> _Directions_: The answer must be an exact copy of every entry.
------------------------------------------------------------
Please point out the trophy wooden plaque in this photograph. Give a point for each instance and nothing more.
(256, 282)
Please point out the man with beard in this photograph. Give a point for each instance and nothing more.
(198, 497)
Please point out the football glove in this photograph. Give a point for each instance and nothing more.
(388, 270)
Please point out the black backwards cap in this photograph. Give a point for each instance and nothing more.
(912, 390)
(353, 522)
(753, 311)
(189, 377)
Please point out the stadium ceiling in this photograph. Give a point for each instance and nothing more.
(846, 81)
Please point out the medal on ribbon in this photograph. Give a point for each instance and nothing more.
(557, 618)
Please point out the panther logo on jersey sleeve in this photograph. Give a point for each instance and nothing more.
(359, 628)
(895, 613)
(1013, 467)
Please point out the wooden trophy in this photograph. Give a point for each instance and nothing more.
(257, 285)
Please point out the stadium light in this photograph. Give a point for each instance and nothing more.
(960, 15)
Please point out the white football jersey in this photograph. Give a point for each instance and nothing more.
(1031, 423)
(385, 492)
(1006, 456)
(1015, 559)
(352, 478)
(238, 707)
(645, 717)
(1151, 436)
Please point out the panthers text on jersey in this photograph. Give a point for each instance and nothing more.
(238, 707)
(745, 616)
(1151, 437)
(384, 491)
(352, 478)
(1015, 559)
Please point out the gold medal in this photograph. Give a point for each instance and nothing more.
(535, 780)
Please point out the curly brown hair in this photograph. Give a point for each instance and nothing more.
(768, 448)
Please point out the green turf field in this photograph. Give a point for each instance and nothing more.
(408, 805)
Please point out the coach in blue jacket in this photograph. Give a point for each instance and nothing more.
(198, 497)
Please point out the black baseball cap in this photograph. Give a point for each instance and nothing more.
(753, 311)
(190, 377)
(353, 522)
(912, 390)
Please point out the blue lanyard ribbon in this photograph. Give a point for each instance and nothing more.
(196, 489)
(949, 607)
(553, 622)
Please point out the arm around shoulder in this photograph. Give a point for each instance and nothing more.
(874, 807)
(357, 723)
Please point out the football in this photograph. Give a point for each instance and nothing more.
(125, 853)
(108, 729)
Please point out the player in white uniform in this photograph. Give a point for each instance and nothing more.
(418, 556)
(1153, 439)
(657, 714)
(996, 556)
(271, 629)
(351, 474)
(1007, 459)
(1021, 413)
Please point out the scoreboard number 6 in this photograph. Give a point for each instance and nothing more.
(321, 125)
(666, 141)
------------------------------------------------------------
> _Answer space_:
Please point out the trophy wooden plaque in this photograph. Give a point for each instance and nothing more.
(256, 282)
Please point out the man with beard in this photograph. Give a point for each instance and nothing more.
(198, 497)
Please point out the football glove in this photograph. Give a point for each instance and nothing more.
(388, 270)
Please point out the black backwards cap in this photograph. Give a point for each instance and nothing more.
(912, 390)
(353, 522)
(753, 311)
(189, 377)
Please point out the stadium ceiling in this photograph. Give a point for each instance and nothing more.
(846, 81)
Please point out the medal on ribbon in this photograph. Give a point for each instance and nothing more.
(557, 618)
Please point out the panther logo on jersey sleeve in this photograph. Give a point for each instance and nothing more.
(359, 628)
(895, 613)
(1013, 467)
Please point out the wooden trophy in this photograph. Give a point for each instance and nothing more.
(257, 285)
Please point out the stadium light in this photograph. Give a point for each instance and nothing more.
(960, 15)
Please point out the white football jersey in this photograph. Give a point for each instance and nothing more.
(1031, 423)
(385, 492)
(1006, 456)
(1015, 559)
(352, 478)
(238, 707)
(645, 717)
(1151, 436)
Please point out the panthers text on jersey in this photograph. Give a point for each instance and nothing more.
(238, 707)
(745, 616)
(1151, 437)
(384, 491)
(352, 478)
(1015, 559)
Please point out the gold medal in this photograph. Give a point for each instance and nothing more.
(535, 780)
Please point out the curly brown hair in this photograph. Give a point for each instance and nothing more.
(768, 448)
Please point out the green turf field in this photograph. Give a point for each instance and nothing more.
(408, 805)
Please point out the coach in blue jacket in this photograph. Give a point for each instance and nothing more.
(198, 497)
Please point out the black baseball cap in this photograph. Give a point for each instance and nothing more.
(753, 311)
(190, 377)
(353, 522)
(912, 390)
Please point out the blue lanyard ribbon in this photograph. Give a point for each instance and nothing more.
(196, 489)
(949, 607)
(553, 622)
Please point out the arm around shoulder in this photograph. Give a point for each instance and nothing more.
(874, 807)
(357, 723)
Please point out the football in this photograph. Give a point for each instance and nothing more.
(125, 853)
(108, 729)
Please point out the player in white uniform in this photograph. Give a point for each instance and nothing more.
(418, 556)
(1153, 439)
(657, 714)
(996, 556)
(271, 629)
(351, 474)
(1007, 459)
(1021, 413)
Please point out the scoreboard number 6 in this photograph. Give a point for each instance and nothing more.
(321, 125)
(666, 141)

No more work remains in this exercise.